___ TEXTE SOURCE
Ma fugue chez moi, de Coline Pierré
« Assister à ma propre disparition est dérangeant et désagréable. Personne ne fugue pour voir ses proches réagir. On fugue justement pour ne plus plus se préoccuper de rien. Pour ne pas avoir à affronter les raisons et les conséquences de son départ. »
Anouk a quatorze ans et ne supporte plus d'être devenue le souffre-douleur de son ex-meilleure amie, qui prend un plaisir sadique à la ridiculiser devant tout le collège. Un soir de décembre, l'adolescente quitte la maison avec son sac à dos et son banjo. Fuguer, pour tout oublier. Et puis, c'est le couac. Anouk, n'envisageant pas de dormir dans la rue, rentre en catimini chez elle et décide de se cacher dans le grenier où elle compte faire semblant d'être partie pour de bon. C'est peut-être excitant de jouer au Robinson sous son propre toit, mais Anouk n'avait pas prévu la réaction de ses proches - son père fou d'inquiétude et sa petite sœur malheureuse comme les pierres. Malgré tout, la jeune fille campe sur ses positions et se calfeutre dans son placard, témoin impuissante de la détresse de sa famille, partagée entre l'envie de les rassurer et ce besoin inexplicable de se couper du reste du monde pour réfléchir, avancer, comprendre, trier, grandir, ne plus paniquer. Bref, ce très court roman de 115 pages est juste une petite perle de douceur et de tendresse (qui a aussi broyé mon cœur de maman, rien qu'à l'idée de vivre pareille situation). On finit par saisir les intentions d'Anouk, adolescente à fleur de peau, qui se sent paumée dans sa famille qui n'entre pas dans la norme, avec une mère, climatologue passionnée par sa carrière, qui part six mois de l'année sur une île, un père accro au boulot et une frangine inscrite à la semaine dans une école de danse... En clair, Anouk se sent seule, abandonnée, complètement larguée. Fuguer, c'est aussi son cri d'alerte, un SOS pour réclamer de l'attention et renouer avec les siens, le temps que chacun partage ses envies, ses manques et son amour.
J'ai trouvé ce roman très beau, très doux, très touchant (pas très réaliste, mais qu'importe...) car l'histoire cherche avant tout à rassurer et esquisse un portrait original et attachant d'une “famille biscornue et rafistolée, une famille joyeusement bizarre” qui finit par raccommoder ses petits bobos dans un grenier désormais rempli d'histoires. C'est sincèrement une très, très jolie lecture, rythmée comme de la musique jouée sur un banjo, avec de la sensibilité, de la débrouille et de l'innocence. Une découverte exquise et émouvante.
______
___ DONNÉES FOURNIES
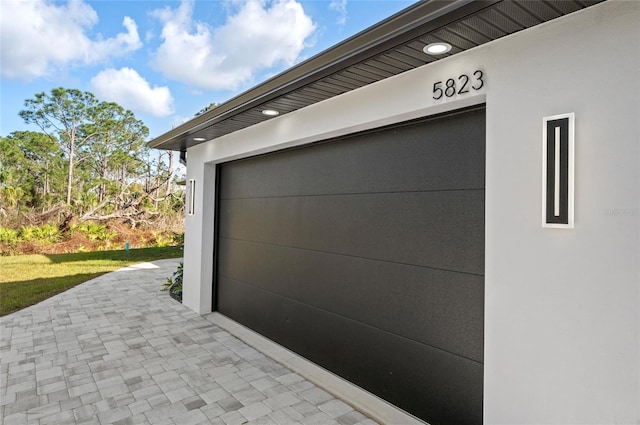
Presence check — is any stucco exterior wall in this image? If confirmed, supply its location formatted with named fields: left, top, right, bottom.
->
left=183, top=1, right=640, bottom=424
______
Reproduisez tel quel le passage du texte sur Ma fugue chez moi qui commence par « J'ai trouvé ce » et se poursuit jusqu'à « exquise et émouvante. ».

- RÉPONSE DE L'EXERCICE:
J'ai trouvé ce roman très beau, très doux, très touchant (pas très réaliste, mais qu'importe...) car l'histoire cherche avant tout à rassurer et esquisse un portrait original et attachant d'une “famille biscornue et rafistolée, une famille joyeusement bizarre” qui finit par raccommoder ses petits bobos dans un grenier désormais rempli d'histoires. C'est sincèrement une très, très jolie lecture, rythmée comme de la musique jouée sur un banjo, avec de la sensibilité, de la débrouille et de l'innocence. Une découverte exquise et émouvante.